## Required task:
Convert every line of the listing below into a JSON array of strings, one string per line, skipping blank lines. Omit the pictures.

(Region annotation items)

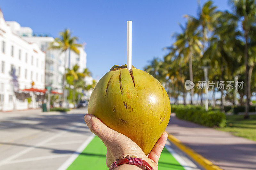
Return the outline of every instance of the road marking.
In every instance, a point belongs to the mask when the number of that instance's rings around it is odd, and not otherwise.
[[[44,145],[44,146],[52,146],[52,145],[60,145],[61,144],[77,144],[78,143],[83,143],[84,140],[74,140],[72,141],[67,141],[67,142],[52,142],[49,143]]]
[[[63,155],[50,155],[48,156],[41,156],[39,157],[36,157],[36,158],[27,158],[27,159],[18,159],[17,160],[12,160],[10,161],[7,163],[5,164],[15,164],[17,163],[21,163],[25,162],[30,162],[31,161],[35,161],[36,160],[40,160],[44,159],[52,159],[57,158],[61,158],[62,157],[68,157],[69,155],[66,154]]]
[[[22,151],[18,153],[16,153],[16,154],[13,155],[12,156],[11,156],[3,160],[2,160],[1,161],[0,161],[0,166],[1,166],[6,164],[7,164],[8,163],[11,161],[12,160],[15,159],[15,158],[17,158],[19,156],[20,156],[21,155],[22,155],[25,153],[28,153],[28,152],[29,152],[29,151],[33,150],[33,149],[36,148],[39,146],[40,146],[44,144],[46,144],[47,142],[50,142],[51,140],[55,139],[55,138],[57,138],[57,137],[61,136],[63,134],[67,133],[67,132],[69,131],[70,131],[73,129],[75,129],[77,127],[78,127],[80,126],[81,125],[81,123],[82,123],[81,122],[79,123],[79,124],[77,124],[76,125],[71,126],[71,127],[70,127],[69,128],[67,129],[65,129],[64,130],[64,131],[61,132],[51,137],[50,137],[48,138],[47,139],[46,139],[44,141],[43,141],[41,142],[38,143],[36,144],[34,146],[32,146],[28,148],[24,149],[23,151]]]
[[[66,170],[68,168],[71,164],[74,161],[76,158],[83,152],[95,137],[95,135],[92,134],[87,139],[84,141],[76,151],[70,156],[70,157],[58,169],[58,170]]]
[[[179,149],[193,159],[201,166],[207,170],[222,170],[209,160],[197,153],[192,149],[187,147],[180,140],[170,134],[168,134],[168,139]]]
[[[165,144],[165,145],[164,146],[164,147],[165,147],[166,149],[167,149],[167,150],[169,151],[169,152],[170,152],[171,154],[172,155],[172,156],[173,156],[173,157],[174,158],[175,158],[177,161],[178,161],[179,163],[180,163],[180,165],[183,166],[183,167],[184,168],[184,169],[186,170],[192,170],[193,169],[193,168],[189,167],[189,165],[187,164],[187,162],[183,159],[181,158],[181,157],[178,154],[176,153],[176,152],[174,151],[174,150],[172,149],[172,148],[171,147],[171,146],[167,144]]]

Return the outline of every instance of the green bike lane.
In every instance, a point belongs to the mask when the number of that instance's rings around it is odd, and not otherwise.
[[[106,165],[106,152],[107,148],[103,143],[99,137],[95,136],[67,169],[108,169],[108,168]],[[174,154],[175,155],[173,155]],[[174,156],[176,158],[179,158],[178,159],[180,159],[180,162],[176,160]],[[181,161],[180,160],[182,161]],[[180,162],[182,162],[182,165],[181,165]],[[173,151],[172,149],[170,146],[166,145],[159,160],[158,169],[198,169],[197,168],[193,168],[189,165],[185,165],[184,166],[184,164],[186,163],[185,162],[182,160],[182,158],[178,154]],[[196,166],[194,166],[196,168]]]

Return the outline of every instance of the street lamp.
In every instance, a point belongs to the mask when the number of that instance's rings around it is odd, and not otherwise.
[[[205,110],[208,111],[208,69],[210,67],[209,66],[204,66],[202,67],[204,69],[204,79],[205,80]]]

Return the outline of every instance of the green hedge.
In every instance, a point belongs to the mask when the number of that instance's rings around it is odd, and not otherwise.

## Answer to the exercise:
[
  "Return the outline of every instance of the road marking.",
  "In every instance, a point belongs to the mask when the number of that instance's rings around it is odd, and not otherwise.",
  "[[[44,145],[44,146],[52,146],[52,145],[60,145],[61,144],[77,144],[78,143],[83,143],[84,140],[74,140],[72,141],[67,141],[67,142],[52,142],[49,143]]]",
  "[[[63,155],[50,155],[48,156],[41,156],[39,157],[36,157],[36,158],[27,158],[27,159],[18,159],[17,160],[12,160],[10,161],[7,163],[5,164],[15,164],[17,163],[21,163],[25,162],[30,162],[31,161],[35,161],[36,160],[40,160],[44,159],[52,159],[57,158],[61,158],[62,157],[68,157],[69,155],[66,154]]]",
  "[[[22,151],[18,153],[16,153],[16,154],[13,155],[12,156],[11,156],[3,160],[2,160],[1,161],[0,161],[0,166],[1,166],[6,164],[7,164],[8,163],[11,161],[12,160],[15,159],[15,158],[17,158],[19,156],[20,156],[21,155],[22,155],[25,153],[28,153],[28,152],[29,152],[29,151],[33,150],[33,149],[36,148],[39,146],[40,146],[44,144],[46,144],[47,142],[50,142],[51,140],[55,139],[55,138],[57,138],[57,137],[61,136],[63,134],[67,133],[67,132],[69,131],[70,131],[73,129],[75,129],[77,127],[78,127],[80,126],[81,125],[81,123],[82,123],[81,122],[79,123],[79,124],[77,124],[76,125],[71,126],[71,127],[70,127],[69,128],[67,129],[65,129],[64,130],[64,131],[61,132],[51,137],[50,137],[48,138],[47,139],[46,139],[44,141],[43,141],[41,142],[38,143],[36,144],[34,146],[32,146],[28,148],[24,149],[23,151]]]",
  "[[[66,170],[68,168],[71,164],[74,161],[76,158],[83,152],[95,137],[95,135],[92,134],[87,139],[84,141],[76,151],[70,156],[70,157],[58,169],[58,170]]]",
  "[[[179,149],[193,159],[201,166],[207,170],[222,170],[209,160],[197,153],[192,149],[187,147],[180,140],[170,134],[168,134],[168,139]]]",
  "[[[165,144],[165,145],[164,146],[164,147],[165,147],[166,149],[167,149],[167,150],[169,151],[169,152],[170,152],[171,154],[172,155],[172,156],[173,156],[173,157],[174,158],[175,158],[177,161],[178,161],[179,163],[180,163],[180,165],[183,166],[183,167],[184,168],[184,169],[186,170],[192,170],[193,169],[193,168],[189,167],[189,165],[187,164],[187,162],[183,159],[181,158],[181,157],[178,154],[176,153],[176,152],[174,151],[174,150],[172,149],[172,148],[171,147],[171,146],[167,144]]]",
  "Return the outline of every instance of the green bike lane.",
  "In every instance, a point belongs to the mask when the number of that instance's rings around it is odd, and not otherwise.",
  "[[[106,165],[106,152],[107,148],[103,143],[99,137],[95,136],[67,169],[108,169],[108,168]],[[174,154],[175,155],[173,155]],[[174,156],[176,158],[179,158],[178,159],[180,159],[180,162],[176,160]],[[181,161],[180,160],[182,161]],[[180,162],[182,162],[182,165],[181,165]],[[173,151],[172,149],[170,146],[166,145],[159,160],[158,169],[198,169],[197,168],[193,168],[189,165],[185,165],[184,166],[184,164],[186,163],[185,162],[182,160],[182,158],[178,154]],[[196,166],[194,166],[196,168]]]",
  "Return the outline of every instance of the street lamp.",
  "In every instance, a point belongs to the mask when the number of that instance's rings around it is odd, and not otherwise.",
  "[[[205,110],[208,111],[208,69],[210,67],[209,66],[204,66],[202,67],[204,69],[204,79],[205,80]]]",
  "Return the outline of every instance of the green hedge.",
  "In every instance, a point belongs to the mask when the number of that instance's rings around it is odd, and not otherwise."
]